[PROBLEM TO WORK ON]
Pick out every line below that contains the word "highway" and copy each one.

[RECORDS PROVIDED]
=====

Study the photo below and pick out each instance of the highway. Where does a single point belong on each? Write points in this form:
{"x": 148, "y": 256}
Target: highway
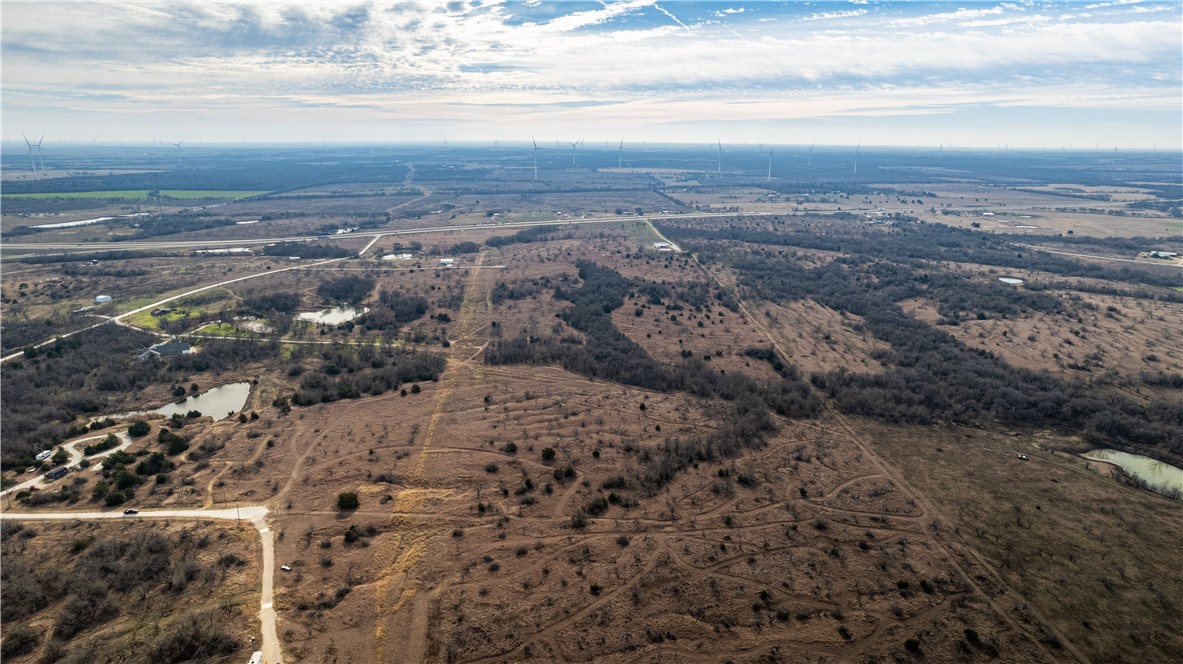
{"x": 257, "y": 515}
{"x": 195, "y": 244}
{"x": 374, "y": 236}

=====

[REPLY]
Study the photo below and pick out each instance of the highway. Where does a single point belong on each? Write points in this form:
Target: highway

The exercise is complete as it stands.